[PROVIDED DATA]:
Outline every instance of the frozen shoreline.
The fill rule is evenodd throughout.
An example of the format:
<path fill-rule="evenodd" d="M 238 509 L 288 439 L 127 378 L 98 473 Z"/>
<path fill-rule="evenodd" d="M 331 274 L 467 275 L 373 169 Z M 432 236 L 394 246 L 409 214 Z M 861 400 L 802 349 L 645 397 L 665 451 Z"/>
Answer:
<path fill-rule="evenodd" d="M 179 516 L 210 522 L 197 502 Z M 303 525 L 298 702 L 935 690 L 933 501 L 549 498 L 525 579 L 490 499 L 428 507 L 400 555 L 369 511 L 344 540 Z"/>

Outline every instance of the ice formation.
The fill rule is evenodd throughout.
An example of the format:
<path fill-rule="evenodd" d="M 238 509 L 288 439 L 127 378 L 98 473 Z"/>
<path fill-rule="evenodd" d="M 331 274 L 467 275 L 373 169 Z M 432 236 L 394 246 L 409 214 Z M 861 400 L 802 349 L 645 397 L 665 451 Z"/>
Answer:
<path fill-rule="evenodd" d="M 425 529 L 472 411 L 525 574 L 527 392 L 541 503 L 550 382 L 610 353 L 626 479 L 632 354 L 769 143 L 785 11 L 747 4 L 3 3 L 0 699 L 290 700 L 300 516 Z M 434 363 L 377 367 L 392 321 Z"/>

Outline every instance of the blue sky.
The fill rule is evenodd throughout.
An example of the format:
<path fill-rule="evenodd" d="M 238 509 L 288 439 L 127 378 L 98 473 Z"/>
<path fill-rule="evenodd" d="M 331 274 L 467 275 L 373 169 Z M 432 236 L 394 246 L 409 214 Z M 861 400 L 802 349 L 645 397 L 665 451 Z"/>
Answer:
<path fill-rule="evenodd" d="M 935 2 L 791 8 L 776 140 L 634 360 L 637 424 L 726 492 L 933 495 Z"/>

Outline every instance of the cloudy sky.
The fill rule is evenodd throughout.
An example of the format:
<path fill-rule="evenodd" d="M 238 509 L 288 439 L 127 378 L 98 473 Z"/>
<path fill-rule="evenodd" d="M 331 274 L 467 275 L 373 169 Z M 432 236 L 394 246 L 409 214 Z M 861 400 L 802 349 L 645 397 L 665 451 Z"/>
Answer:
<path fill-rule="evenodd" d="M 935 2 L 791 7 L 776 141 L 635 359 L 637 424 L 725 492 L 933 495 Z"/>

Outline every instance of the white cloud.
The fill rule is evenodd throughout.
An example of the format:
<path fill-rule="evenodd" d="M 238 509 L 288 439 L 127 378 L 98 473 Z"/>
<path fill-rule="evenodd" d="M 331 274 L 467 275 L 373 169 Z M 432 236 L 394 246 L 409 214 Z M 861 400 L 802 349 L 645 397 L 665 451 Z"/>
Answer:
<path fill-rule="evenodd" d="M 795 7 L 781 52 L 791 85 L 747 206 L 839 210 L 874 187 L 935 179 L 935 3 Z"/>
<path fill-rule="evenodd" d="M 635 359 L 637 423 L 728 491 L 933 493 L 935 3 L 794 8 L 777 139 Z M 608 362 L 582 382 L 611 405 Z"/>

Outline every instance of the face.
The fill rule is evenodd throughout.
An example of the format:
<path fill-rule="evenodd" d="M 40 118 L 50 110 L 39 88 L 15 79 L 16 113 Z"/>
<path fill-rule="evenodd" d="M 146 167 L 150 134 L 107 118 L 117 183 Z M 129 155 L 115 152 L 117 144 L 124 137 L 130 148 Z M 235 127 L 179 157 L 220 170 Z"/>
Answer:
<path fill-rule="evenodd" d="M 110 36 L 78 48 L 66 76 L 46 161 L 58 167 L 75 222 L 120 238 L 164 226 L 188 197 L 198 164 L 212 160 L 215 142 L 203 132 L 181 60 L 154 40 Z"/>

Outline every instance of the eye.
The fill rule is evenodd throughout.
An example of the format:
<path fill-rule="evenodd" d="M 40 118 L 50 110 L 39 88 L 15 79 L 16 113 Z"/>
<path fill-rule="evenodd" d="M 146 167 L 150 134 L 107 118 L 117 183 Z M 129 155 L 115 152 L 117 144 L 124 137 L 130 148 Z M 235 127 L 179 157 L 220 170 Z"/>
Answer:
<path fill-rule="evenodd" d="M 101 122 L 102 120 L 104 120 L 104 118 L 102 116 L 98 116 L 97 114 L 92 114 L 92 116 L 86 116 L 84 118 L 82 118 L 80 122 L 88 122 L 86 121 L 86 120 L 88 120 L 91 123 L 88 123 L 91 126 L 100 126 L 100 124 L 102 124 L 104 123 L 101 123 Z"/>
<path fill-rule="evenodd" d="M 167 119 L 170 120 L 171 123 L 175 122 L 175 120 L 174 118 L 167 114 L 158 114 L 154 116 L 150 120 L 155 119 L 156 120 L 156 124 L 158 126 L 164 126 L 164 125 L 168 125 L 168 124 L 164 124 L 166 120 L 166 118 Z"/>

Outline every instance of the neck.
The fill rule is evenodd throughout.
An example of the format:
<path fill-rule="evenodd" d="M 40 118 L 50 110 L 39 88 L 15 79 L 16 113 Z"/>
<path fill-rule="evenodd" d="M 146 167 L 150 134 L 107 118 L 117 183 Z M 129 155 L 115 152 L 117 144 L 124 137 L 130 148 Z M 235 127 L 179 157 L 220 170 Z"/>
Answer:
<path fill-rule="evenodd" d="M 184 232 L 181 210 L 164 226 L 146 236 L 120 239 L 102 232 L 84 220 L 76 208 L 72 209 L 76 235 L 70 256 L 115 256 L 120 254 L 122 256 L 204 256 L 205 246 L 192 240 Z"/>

[EXERCISE DESCRIPTION]: Could you recast every line of the listing above as a JSON list of strings, one string per line, with the blank lines left out?

[ANSWER TO THE EXERCISE]:
[
  "Outline every instance of the frozen shoreline.",
  "The fill rule is evenodd throughout.",
  "An example of the format:",
  "<path fill-rule=\"evenodd\" d=\"M 238 509 L 288 439 L 127 378 L 98 473 Z\"/>",
  "<path fill-rule=\"evenodd\" d=\"M 331 274 L 467 275 L 373 169 Z M 432 236 L 394 246 L 409 214 Z M 861 400 L 802 349 L 645 397 L 665 451 Z\"/>",
  "Answer:",
  "<path fill-rule=\"evenodd\" d=\"M 179 516 L 210 522 L 197 502 Z M 303 525 L 298 702 L 935 690 L 933 501 L 549 498 L 525 579 L 490 499 L 428 507 L 400 555 L 369 511 L 344 540 Z\"/>",
  "Outline every instance of the ice formation.",
  "The fill rule is evenodd throughout.",
  "An example of the format:",
  "<path fill-rule=\"evenodd\" d=\"M 238 509 L 288 439 L 127 378 L 98 473 Z\"/>",
  "<path fill-rule=\"evenodd\" d=\"M 331 274 L 467 275 L 373 169 Z M 432 236 L 394 246 L 409 214 Z M 861 400 L 802 349 L 645 397 L 665 451 Z\"/>",
  "Answer:",
  "<path fill-rule=\"evenodd\" d=\"M 425 529 L 472 411 L 525 574 L 527 392 L 541 503 L 550 382 L 610 353 L 626 479 L 632 354 L 769 143 L 785 11 L 747 4 L 3 3 L 0 699 L 290 700 L 300 516 Z M 434 363 L 377 367 L 392 321 Z\"/>",
  "Outline every instance of the blue sky.",
  "The fill rule is evenodd throughout.",
  "An example of the format:",
  "<path fill-rule=\"evenodd\" d=\"M 238 509 L 288 439 L 127 378 L 98 473 Z\"/>",
  "<path fill-rule=\"evenodd\" d=\"M 331 274 L 467 275 L 373 169 Z M 432 236 L 394 246 L 409 214 Z M 861 400 L 802 349 L 645 397 L 665 451 Z\"/>",
  "Answer:",
  "<path fill-rule=\"evenodd\" d=\"M 935 2 L 791 8 L 776 140 L 634 360 L 637 424 L 726 492 L 933 495 Z\"/>",
  "Outline every instance of the cloudy sky.",
  "The fill rule is evenodd throughout.",
  "An example of the format:",
  "<path fill-rule=\"evenodd\" d=\"M 238 509 L 288 439 L 127 378 L 98 473 Z\"/>",
  "<path fill-rule=\"evenodd\" d=\"M 331 274 L 467 275 L 373 169 Z M 432 236 L 394 246 L 409 214 Z M 861 400 L 802 349 L 645 397 L 665 451 Z\"/>",
  "Answer:",
  "<path fill-rule=\"evenodd\" d=\"M 935 2 L 791 7 L 776 141 L 635 359 L 637 424 L 725 492 L 933 495 Z\"/>",
  "Outline every instance of the white cloud.",
  "The fill rule is evenodd throughout.",
  "An example of the format:",
  "<path fill-rule=\"evenodd\" d=\"M 238 509 L 288 439 L 127 378 L 98 473 Z\"/>",
  "<path fill-rule=\"evenodd\" d=\"M 331 274 L 467 275 L 373 169 Z M 432 236 L 394 246 L 409 214 Z M 861 400 L 802 349 L 645 397 L 665 451 Z\"/>",
  "Answer:",
  "<path fill-rule=\"evenodd\" d=\"M 795 7 L 781 52 L 791 85 L 747 206 L 839 210 L 874 187 L 935 179 L 935 3 Z\"/>",
  "<path fill-rule=\"evenodd\" d=\"M 635 359 L 637 423 L 728 491 L 933 493 L 935 3 L 794 8 L 777 139 Z M 608 362 L 582 382 L 611 405 Z\"/>",
  "Outline every instance of the face.",
  "The fill rule is evenodd throughout.",
  "An example of the format:",
  "<path fill-rule=\"evenodd\" d=\"M 40 118 L 50 110 L 39 88 L 15 79 L 16 113 Z\"/>",
  "<path fill-rule=\"evenodd\" d=\"M 146 167 L 150 134 L 107 118 L 117 183 Z M 129 155 L 115 152 L 117 144 L 124 137 L 130 148 Z M 235 127 L 179 157 L 220 170 Z\"/>",
  "Answer:",
  "<path fill-rule=\"evenodd\" d=\"M 110 36 L 78 48 L 66 76 L 46 161 L 58 167 L 75 222 L 120 238 L 164 226 L 188 197 L 198 164 L 212 160 L 215 142 L 203 132 L 181 60 L 154 40 Z\"/>",
  "Outline every instance of the eye.",
  "The fill rule is evenodd throughout.",
  "An example of the format:",
  "<path fill-rule=\"evenodd\" d=\"M 40 118 L 50 110 L 39 88 L 15 79 L 16 113 Z\"/>",
  "<path fill-rule=\"evenodd\" d=\"M 146 167 L 150 134 L 107 118 L 117 183 Z M 129 155 L 115 152 L 117 144 L 124 137 L 130 148 Z M 235 127 L 179 157 L 220 170 Z\"/>",
  "Answer:",
  "<path fill-rule=\"evenodd\" d=\"M 101 122 L 102 120 L 104 120 L 104 118 L 102 116 L 98 116 L 97 114 L 92 114 L 92 116 L 86 116 L 84 118 L 82 118 L 80 122 L 88 122 L 86 121 L 86 120 L 88 120 L 91 123 L 88 123 L 91 126 L 100 126 L 100 124 L 102 124 L 104 123 L 101 123 Z\"/>",
  "<path fill-rule=\"evenodd\" d=\"M 167 119 L 170 120 L 171 123 L 175 122 L 175 120 L 174 118 L 167 114 L 158 114 L 154 116 L 150 120 L 155 119 L 156 120 L 156 124 L 158 126 L 164 126 L 164 125 L 168 125 L 168 124 L 164 124 L 166 120 L 166 118 Z\"/>",
  "Outline every instance of the neck.",
  "The fill rule is evenodd throughout.",
  "An example of the format:",
  "<path fill-rule=\"evenodd\" d=\"M 40 118 L 50 110 L 39 88 L 15 79 L 16 113 Z\"/>",
  "<path fill-rule=\"evenodd\" d=\"M 146 167 L 150 134 L 107 118 L 117 183 Z M 129 155 L 115 152 L 117 144 L 124 137 L 130 148 Z M 235 127 L 179 157 L 220 170 Z\"/>",
  "Answer:",
  "<path fill-rule=\"evenodd\" d=\"M 184 232 L 181 210 L 164 226 L 146 236 L 120 239 L 102 232 L 84 220 L 76 208 L 72 209 L 76 235 L 70 256 L 115 256 L 120 254 L 122 256 L 204 256 L 205 246 L 192 240 Z\"/>"
]